**** DOCUMENT EXTRACT ****

A limit override race condition bypasses any numerical limit enforced by a non-atomic read-then-write on a counter. The application reads the current count (SELECT), checks that count < limit, then increments (UPDATE). Concurrent requests all pass the check before any increment commits, effectively bypassing the limit. Common targets: rate limits, vote limits, stock quantity, free trial duration, API call quotas, and anti-automation counters.
Rate limiters increment a per-user counter after each request is processed. With HTTP/2 single-packet attack, all N requests arrive at the server before any request has been processed and any counter has been incremented. All N requests read count=0 and pass the rate check. This has been confirmed against Cloudflare R2 and AWS WAF token-bucket implementations in 2024 bug bounty reports. The fix requires atomic enforcement at the business logic layer, not just the gateway.
An atomic conditional UPDATE prevents vote manipulation: UPDATE posts SET votes = votes + 1 WHERE id = $1 AND NOT EXISTS (SELECT 1 FROM post_votes WHERE post_id = $1 AND user_id = $2). This checks and records the vote in a single atomic statement. The alternative is an INSERT INTO post_votes (post_id, user_id) ON CONFLICT DO NOTHING, then only incrementing the counter if the INSERT succeeded.
A crypto faucet with '1 claim per address per 24h' enforces uniqueness via a SELECT-then-INSERT: check if address claimed today, if not, INSERT a claim record and transfer tokens. Concurrent requests from the same address all pass the SELECT check before any INSERT commits. The Cosmos/starport faucet race ($5,000 HackerOne bounty) allowed 30 concurrent claims from a single address, each receiving the full daily allowance.
Yes. CAPTCHA validation typically marks a token as used after validating it (SELECT valid, then UPDATE used=true). The window between these two steps allows N concurrent requests with the same CAPTCHA token to all pass validation before the token is marked used. This enables creating multiple accounts from a single CAPTCHA solve, bypassing anti-automation controls designed to prevent mass account registration.

**** DATA LISTING ****

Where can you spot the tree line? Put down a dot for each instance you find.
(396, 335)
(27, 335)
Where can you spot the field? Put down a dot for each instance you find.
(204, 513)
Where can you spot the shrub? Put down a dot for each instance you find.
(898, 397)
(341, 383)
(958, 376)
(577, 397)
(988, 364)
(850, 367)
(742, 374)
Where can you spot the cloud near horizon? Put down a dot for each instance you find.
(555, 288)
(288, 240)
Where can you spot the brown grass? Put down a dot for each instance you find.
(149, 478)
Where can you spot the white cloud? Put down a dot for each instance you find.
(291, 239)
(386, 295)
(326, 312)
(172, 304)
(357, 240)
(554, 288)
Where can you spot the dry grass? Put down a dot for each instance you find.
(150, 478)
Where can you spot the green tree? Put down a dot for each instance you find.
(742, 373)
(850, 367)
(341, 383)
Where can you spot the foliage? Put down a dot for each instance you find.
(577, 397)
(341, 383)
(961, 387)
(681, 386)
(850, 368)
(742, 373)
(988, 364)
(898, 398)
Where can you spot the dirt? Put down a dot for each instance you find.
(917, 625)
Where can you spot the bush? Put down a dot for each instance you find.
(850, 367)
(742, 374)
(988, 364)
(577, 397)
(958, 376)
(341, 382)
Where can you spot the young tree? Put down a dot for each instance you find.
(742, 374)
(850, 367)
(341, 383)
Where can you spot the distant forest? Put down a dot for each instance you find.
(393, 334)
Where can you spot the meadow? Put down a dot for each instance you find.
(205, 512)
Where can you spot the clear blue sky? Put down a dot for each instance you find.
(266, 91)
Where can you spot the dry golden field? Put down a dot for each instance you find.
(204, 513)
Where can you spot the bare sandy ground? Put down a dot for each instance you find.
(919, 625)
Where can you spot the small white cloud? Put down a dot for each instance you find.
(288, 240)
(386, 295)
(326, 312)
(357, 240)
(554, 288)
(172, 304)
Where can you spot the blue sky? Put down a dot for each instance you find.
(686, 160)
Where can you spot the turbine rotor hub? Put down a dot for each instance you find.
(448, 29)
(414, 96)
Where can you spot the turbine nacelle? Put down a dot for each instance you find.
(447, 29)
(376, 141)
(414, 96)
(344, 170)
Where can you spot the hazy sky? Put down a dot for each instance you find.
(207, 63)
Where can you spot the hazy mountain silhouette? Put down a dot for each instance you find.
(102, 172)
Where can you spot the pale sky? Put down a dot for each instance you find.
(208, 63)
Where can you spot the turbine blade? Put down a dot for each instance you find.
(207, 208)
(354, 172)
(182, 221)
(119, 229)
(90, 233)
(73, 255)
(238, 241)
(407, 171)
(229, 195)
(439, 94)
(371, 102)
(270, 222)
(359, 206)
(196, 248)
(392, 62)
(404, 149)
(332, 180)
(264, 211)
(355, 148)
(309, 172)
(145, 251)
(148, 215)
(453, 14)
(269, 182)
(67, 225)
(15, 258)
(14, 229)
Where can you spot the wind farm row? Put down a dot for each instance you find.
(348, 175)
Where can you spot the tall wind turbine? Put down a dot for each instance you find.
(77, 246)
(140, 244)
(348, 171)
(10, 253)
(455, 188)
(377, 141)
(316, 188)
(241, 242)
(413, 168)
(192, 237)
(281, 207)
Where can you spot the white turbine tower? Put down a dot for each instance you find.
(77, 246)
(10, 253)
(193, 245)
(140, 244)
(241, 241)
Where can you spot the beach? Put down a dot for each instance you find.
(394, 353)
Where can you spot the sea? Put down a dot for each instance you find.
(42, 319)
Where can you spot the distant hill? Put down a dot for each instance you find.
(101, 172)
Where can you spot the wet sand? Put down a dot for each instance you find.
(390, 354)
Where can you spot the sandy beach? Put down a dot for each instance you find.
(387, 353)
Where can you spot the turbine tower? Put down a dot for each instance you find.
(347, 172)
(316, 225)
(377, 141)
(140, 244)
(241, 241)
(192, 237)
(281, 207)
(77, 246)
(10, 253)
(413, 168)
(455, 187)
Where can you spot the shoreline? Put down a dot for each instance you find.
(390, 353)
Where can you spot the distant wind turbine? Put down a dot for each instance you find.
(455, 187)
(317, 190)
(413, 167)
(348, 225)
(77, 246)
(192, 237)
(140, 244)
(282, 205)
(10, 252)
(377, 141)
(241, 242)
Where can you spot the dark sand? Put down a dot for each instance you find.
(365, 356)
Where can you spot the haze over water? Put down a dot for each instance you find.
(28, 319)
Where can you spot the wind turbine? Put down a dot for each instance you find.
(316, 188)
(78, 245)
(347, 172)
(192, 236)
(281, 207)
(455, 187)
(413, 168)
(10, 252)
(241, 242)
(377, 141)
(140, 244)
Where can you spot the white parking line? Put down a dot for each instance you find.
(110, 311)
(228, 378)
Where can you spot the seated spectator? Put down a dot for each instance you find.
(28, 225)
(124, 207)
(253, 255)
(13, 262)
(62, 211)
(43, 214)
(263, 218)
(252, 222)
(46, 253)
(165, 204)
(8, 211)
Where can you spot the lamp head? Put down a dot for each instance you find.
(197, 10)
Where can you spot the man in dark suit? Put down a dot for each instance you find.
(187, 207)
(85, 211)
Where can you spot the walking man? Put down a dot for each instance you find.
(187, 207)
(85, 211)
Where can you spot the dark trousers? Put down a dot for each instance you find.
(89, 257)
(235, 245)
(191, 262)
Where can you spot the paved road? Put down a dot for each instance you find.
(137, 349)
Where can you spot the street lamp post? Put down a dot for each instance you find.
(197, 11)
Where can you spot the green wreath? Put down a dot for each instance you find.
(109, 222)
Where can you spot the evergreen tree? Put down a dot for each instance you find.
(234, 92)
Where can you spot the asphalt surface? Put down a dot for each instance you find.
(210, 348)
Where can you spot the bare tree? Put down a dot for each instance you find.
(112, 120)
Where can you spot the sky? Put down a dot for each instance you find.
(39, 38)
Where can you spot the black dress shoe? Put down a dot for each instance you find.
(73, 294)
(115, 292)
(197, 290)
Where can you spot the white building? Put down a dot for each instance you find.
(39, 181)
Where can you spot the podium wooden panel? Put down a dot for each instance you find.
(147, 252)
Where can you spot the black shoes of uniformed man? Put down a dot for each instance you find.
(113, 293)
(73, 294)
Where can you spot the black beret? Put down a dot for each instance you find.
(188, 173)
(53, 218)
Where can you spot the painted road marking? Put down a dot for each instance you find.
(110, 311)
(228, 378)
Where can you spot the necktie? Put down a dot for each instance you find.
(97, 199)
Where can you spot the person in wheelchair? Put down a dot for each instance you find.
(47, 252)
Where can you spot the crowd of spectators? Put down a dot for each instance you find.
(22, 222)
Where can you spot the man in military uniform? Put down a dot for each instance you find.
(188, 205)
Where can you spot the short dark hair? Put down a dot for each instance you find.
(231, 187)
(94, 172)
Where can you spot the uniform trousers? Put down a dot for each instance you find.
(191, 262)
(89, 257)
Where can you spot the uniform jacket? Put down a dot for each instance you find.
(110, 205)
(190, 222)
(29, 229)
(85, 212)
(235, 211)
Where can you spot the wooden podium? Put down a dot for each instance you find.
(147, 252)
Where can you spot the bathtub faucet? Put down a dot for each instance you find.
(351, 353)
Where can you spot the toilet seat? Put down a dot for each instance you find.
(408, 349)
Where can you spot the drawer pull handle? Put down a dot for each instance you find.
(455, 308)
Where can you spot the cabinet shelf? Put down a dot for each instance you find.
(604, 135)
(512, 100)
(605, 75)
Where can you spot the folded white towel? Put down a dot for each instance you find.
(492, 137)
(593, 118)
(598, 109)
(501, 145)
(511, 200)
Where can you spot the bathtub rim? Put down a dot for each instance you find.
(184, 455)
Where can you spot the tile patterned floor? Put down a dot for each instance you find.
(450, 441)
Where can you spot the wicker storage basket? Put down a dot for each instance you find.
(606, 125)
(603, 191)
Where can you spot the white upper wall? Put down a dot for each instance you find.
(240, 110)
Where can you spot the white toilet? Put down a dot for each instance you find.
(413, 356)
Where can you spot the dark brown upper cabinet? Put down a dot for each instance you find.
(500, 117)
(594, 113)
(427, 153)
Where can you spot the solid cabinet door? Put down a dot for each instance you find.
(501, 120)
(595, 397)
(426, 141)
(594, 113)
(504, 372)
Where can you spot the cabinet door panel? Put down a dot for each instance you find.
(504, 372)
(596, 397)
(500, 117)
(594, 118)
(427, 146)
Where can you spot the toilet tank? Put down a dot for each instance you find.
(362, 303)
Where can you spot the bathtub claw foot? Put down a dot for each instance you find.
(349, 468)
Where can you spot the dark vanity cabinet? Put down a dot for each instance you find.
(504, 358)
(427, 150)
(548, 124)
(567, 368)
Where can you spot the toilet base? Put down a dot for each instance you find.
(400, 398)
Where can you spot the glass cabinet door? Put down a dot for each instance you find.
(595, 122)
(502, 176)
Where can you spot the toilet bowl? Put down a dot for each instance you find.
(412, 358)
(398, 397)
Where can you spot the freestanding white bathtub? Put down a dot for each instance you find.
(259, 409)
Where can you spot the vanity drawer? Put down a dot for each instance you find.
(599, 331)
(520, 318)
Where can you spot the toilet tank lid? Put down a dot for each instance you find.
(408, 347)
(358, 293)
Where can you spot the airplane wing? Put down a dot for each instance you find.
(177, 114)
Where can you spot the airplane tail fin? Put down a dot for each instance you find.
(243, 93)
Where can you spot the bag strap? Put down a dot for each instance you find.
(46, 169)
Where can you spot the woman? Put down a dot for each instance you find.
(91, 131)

****

TASK DESCRIPTION:
Write the next part of the text on race conditions that bypass numerical limits, starting after its final sentence. The records play no part in the work here.

OUTPUT FOR THIS EXERCISE:
A rate limit bypass targets a temporal counter (N requests per minute/hour) that resets on a schedule. The race exploits the increment lag: all N single-packet requests arrive before the counter increments from 0, so all pass the count < limit check. A limit overrun targets a permanent or per-resource counter (1 vote per user per post, 1 trial per email) that never resets. Both share the same non-atomic check-increment pattern, but the temporal vs. permanent distinction affects the fix: rate limits can use Redis INCR (atomic, TTL-based); per-resource limits require INSERT ON CONFLICT DO NOTHING or atomic UPDATE WHERE count < max.
In token-based DAOs, voting power is proportional to token holdings. A faucet or airdrop with a per-address limit prevents any single address from accumulating disproportionate voting power. If the faucet has a limit-overrun race (SELECT-then-INSERT claim record), an attacker can claim 30× or 100× the intended allocation from a single address. With sufficient duplicated tokens, the attacker gains majority voting power — enabling malicious governance proposals: treasury drains, contract upgrades, or parameter changes. The Cosmos/starport $5,000 bounty was specifically flagged as a governance security risk beyond the direct token value.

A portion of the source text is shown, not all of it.